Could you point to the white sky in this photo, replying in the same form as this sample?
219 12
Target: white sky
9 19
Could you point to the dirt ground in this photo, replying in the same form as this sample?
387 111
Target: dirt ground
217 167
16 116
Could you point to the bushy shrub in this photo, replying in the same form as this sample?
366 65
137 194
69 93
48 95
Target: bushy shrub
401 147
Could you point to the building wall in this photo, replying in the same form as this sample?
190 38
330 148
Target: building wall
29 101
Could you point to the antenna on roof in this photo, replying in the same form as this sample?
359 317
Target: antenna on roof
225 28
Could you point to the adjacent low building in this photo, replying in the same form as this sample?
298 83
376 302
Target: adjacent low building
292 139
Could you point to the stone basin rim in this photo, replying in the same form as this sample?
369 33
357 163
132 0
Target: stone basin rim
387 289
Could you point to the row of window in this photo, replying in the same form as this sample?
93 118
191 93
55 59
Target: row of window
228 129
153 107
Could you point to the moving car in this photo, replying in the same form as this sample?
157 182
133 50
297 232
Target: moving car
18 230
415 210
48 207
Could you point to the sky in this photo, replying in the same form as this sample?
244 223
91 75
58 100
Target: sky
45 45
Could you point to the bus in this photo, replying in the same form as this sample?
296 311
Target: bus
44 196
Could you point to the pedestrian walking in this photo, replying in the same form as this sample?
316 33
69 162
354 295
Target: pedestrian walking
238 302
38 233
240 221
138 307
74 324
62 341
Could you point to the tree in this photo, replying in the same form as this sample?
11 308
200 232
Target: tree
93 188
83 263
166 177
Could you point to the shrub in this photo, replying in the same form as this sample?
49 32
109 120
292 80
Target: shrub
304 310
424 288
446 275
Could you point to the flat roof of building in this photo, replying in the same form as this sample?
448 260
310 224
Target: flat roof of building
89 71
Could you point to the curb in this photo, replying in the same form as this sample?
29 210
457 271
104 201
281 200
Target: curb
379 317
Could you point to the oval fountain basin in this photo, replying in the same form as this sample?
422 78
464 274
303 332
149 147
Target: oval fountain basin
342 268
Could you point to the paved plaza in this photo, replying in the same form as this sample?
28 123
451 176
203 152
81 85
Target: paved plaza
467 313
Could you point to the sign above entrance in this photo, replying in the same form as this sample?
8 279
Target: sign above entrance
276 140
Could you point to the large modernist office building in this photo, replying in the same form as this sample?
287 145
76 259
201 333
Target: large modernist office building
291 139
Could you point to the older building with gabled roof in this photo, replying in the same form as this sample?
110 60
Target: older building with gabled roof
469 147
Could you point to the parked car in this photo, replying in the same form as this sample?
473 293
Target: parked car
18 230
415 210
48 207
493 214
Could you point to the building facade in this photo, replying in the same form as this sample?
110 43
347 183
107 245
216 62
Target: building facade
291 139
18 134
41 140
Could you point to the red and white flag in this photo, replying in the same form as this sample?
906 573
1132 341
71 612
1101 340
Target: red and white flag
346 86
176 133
# # # # # # #
[PROBLEM TO WORK ON]:
Copy the entire listing exactly. Do not skip a line.

[ANSWER SPACE]:
Could you point to the white sky in this photo, replying in the same form as this sample?
219 12
Target: white sky
9 19
Could you point to the dirt ground in this photo, replying in the same form as this sample?
387 111
Target: dirt ground
217 167
16 116
Could you point to the bushy shrub in this photo, replying in the same form as this sample?
366 65
137 194
69 93
48 95
Target: bushy shrub
401 147
Could you point to the building wall in this photo, replying in the same form as this sample?
190 38
330 148
Target: building wall
29 101
Could you point to the antenna on roof in this photo, replying in the same form as this sample?
359 317
Target: antenna on roof
225 28
Could you point to the adjacent low building in this photo, replying in the same form as this sample?
298 83
376 302
Target: adjacent low building
292 139
Could you point to the stone basin rim in this photo, replying in the same form as this sample?
369 33
357 163
132 0
Target: stone basin rim
387 289
Could you point to the row of window in this photo, replying in the same form as this sample?
93 118
191 93
55 59
Target: row of window
228 129
153 107
Could you point to the moving car in this photo, replying in the same form as this sample?
157 182
133 50
297 232
Target: moving car
18 230
415 210
48 207
Could you point to the sky in this photo, replying in the same form as this sample?
244 223
91 75
58 100
Target: sky
45 45
Could you point to the bus in this photo, replying in the same form as this sample?
296 311
Target: bus
44 196
Could you point to the pedestrian walking in this photo, replying in the same form as this sample?
316 33
69 162
354 295
Target: pedestrian walking
238 302
38 233
240 221
138 307
74 324
62 341
Could you point to the tree in this photo, replying in the same form as this sample?
11 308
200 232
Target: tree
93 188
83 263
166 177
Could you point to the shrub in this photo, replying in the same form as this sample?
49 32
109 120
292 80
Target: shrub
304 310
424 288
446 275
Could you point to the flat roof of building in this photo, replying in the same form as this sample?
448 260
310 224
Target: flat roof of building
89 71
Could you point to the curb in this photo, replying in the same form as this sample?
29 210
457 271
104 201
281 200
Target: curb
379 317
Could you point to the oval fountain basin in this photo, replying in the same form as this sample?
422 78
464 274
303 332
149 147
Target: oval fountain basin
342 268
Could you point to the paved plaza in this photo, replying in the same form as this sample?
28 123
451 176
203 152
81 85
Target: paved plaza
467 313
Could you point to the sign above entrance in this photo, replying in the same form as this sample?
8 279
Target: sign above entrance
276 140
Could you point to the large modernist office building in this photo, replying in the same form as this sample?
287 145
76 259
201 333
Target: large modernist office building
291 139
Could you point to the older building with gabled roof in this photo, replying in the same form as this sample?
110 60
Target: older building with gabled roof
469 147
Could you point to the parked car in this photo, replying in the same form as this sample?
473 293
Target: parked car
18 230
415 210
48 207
493 214
Could you point to the building facade in this photo, replying in the same form as this sample?
110 43
347 183
107 245
216 62
Target: building facade
291 139
18 134
41 140
Could you point to the red and white flag in this photo, replying in the same form as this sample?
906 573
1132 341
71 612
1101 340
Target: red and white flag
346 86
176 133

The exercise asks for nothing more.